**Given task A**
List the three things that, according to the passage on functional programming, can be done with functions as first-class citizens.
**Given task B**
Write out the passage on functional programming between "In computer science, functional" and "a modular manner.", inclusive, and switch every "functions" to "procedures".

**Page excerpt**
★ ★ ★ ★ ★

Functional programming

In computer science, functional programming is a programming paradigm where programs are constructed by applying and composing functions. It is a declarative programming paradigm in which function definitions are trees of expressions that map values to other values, rather than a sequence of imperative statements which update the running state of the program.

In functional programming, functions are treated as first-class citizens, meaning that they can be bound to names (including local identifiers), passed as arguments, and returned from other functions, just as any other data type can. This allows programs to be written in a declarative and composable style, where small functions are combined in a modular manner.

★ ★ ★ ★ ★

**Given records**
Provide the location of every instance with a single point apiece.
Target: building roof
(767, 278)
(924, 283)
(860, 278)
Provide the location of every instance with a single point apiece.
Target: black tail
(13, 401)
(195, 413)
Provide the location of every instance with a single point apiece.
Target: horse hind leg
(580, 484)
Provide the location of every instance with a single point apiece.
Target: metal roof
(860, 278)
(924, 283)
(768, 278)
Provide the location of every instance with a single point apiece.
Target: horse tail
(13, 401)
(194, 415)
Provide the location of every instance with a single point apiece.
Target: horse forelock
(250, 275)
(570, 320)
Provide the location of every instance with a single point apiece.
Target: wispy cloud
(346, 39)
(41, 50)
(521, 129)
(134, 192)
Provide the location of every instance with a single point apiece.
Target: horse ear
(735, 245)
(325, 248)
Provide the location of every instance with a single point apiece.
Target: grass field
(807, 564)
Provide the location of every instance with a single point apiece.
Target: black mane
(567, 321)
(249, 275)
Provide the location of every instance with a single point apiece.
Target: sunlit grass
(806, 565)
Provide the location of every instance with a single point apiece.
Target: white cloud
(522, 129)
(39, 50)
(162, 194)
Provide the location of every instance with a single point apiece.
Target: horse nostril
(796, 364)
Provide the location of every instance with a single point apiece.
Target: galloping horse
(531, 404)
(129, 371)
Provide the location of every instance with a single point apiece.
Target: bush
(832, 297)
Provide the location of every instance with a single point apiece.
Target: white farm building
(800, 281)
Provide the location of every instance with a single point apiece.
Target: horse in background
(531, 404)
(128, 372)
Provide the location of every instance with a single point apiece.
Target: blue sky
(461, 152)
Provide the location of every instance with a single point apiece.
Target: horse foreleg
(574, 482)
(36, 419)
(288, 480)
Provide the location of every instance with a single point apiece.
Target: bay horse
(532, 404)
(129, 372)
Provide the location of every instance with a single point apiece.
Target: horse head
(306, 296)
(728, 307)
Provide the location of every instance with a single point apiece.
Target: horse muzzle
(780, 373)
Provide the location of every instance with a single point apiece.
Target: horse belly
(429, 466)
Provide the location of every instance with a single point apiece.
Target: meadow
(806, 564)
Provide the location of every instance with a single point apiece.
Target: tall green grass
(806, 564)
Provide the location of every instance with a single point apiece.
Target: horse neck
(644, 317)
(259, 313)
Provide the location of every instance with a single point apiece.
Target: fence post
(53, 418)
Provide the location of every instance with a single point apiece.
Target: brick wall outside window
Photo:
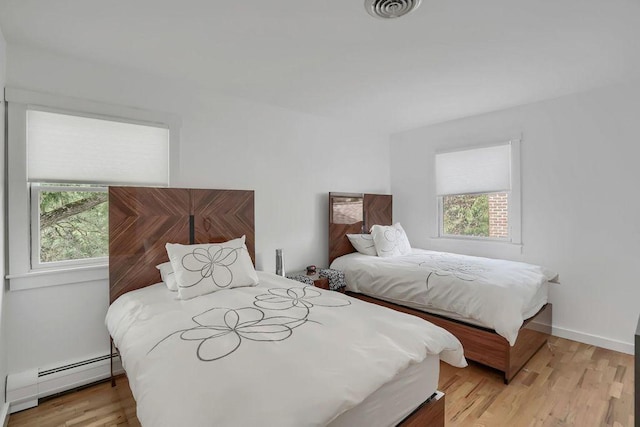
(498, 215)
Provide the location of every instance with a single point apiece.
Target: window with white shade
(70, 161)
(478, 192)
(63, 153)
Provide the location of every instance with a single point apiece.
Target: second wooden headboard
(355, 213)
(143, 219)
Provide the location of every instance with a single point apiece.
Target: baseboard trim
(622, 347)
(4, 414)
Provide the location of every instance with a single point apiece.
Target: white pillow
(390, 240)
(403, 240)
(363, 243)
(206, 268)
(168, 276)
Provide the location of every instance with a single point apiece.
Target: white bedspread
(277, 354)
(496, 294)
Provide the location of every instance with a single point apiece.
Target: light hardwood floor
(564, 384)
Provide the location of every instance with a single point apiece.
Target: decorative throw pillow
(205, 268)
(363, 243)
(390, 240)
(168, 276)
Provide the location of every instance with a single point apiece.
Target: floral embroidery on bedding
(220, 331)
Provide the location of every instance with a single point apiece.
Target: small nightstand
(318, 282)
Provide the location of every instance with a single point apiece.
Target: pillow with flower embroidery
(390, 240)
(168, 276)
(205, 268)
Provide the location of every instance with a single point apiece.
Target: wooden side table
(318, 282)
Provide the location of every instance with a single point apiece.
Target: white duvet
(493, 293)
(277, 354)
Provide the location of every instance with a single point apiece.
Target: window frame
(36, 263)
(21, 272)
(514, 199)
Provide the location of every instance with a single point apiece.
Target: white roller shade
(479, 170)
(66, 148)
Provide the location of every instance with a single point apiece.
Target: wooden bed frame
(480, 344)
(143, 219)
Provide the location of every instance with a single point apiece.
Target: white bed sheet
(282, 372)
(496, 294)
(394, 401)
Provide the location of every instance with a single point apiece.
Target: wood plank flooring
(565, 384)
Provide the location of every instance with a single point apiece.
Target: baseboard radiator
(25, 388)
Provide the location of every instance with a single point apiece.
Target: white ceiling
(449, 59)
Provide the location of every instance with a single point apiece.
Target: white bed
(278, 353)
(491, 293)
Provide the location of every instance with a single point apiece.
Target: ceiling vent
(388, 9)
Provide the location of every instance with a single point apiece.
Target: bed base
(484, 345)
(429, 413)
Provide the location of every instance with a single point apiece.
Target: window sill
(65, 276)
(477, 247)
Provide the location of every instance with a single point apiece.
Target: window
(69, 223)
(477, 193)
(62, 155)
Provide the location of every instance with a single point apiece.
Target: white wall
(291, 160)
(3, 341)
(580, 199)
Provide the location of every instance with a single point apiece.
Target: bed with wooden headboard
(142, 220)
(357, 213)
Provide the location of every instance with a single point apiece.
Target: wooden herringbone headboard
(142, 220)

★ ★ ★ ★ ★

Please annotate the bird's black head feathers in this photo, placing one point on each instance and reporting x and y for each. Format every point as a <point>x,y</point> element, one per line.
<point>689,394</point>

★ ★ ★ ★ ★

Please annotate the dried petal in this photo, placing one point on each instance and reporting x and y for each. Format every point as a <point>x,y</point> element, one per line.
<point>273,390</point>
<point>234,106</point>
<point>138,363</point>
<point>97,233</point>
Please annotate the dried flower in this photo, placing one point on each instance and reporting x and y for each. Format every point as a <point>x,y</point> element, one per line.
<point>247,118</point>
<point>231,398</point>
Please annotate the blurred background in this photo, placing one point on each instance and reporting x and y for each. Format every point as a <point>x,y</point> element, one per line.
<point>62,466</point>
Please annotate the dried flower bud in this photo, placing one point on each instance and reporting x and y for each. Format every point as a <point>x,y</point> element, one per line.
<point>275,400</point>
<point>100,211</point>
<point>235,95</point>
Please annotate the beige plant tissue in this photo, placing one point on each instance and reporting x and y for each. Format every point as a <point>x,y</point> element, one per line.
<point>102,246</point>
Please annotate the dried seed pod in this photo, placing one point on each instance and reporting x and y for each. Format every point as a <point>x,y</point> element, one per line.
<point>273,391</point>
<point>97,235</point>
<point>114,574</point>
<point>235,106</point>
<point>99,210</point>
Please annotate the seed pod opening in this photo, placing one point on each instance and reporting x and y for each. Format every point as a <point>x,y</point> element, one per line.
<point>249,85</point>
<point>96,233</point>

★ ★ ★ ★ ★

**Complete output A**
- Bound to names (including local identifiers)
- Passed as arguments
- Returned from other functions

**Complete output B**
In computer science, functional programming is a programming paradigm where programs are constructed by applying and composing procedures. It is a declarative programming paradigm in which function definitions are trees of expressions that map values to other values, rather than a sequence of imperative statements which update the running state of the program.

In functional programming, procedures are treated as first-class citizens, meaning that they can be bound to names (including local identifiers), passed as arguments, and returned from other procedures, just as any other data type can. This allows programs to be written in a declarative and composable style, where small procedures are combined in a modular manner.